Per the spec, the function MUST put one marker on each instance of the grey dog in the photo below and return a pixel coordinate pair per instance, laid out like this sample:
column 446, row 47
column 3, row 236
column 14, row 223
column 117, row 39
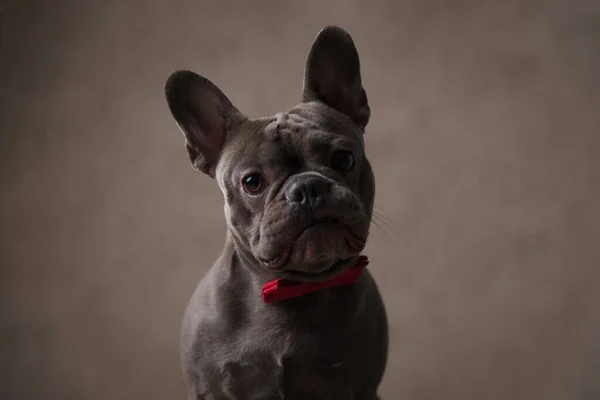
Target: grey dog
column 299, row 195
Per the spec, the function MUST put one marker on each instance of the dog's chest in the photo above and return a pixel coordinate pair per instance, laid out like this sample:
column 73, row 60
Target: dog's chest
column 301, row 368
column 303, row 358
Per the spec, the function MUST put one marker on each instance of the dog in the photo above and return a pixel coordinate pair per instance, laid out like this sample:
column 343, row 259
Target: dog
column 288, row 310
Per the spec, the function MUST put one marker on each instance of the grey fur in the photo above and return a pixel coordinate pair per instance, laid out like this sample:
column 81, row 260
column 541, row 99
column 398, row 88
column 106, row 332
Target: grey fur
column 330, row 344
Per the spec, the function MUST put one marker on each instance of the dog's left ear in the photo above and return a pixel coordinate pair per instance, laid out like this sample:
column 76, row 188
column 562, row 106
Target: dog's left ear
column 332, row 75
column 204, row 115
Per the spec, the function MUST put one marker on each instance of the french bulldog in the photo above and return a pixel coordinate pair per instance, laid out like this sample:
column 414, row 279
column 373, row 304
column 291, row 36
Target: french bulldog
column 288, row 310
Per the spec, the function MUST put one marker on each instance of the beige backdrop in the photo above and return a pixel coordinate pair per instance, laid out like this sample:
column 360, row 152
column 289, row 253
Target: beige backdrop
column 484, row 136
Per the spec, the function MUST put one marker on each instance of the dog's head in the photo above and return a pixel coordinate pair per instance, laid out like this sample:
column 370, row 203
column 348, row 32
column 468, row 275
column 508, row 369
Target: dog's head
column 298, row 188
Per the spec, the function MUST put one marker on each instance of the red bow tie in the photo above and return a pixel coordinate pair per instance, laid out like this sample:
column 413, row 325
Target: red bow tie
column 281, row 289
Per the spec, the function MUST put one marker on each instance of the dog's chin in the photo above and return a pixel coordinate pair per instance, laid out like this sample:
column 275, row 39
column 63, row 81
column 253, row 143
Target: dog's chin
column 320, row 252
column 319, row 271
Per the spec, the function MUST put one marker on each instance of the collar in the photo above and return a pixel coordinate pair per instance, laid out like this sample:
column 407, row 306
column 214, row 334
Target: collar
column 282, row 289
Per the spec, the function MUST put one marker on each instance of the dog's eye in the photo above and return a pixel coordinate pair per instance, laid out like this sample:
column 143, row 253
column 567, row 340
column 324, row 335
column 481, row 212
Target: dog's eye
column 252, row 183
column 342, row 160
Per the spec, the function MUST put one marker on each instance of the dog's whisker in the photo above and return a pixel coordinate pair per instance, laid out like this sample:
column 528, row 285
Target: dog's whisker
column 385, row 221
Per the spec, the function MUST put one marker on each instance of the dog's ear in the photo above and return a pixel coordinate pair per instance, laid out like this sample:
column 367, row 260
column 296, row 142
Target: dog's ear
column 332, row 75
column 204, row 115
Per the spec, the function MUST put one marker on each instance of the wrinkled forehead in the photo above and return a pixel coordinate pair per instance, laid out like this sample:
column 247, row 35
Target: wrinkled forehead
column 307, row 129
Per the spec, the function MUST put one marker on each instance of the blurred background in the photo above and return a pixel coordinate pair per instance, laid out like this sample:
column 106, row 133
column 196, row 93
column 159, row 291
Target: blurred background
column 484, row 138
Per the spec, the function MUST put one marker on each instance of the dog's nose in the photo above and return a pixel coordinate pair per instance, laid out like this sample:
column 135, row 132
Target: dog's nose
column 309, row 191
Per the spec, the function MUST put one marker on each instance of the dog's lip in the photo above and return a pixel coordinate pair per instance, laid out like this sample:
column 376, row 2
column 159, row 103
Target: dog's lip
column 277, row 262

= = = = =

# [What the exercise asks]
Above are the records; from them, give again exactly the lines from the one containing "column 528, row 285" to the one containing "column 296, row 142", both lines included, and nothing more.

# [Solution to the problem]
column 528, row 285
Target: dog's whisker
column 385, row 221
Per the spec, the function MUST put one marker on each instance of the dog's ear in the photo above and return a pixel coordinate pair per instance, laid out like this sample:
column 367, row 260
column 296, row 142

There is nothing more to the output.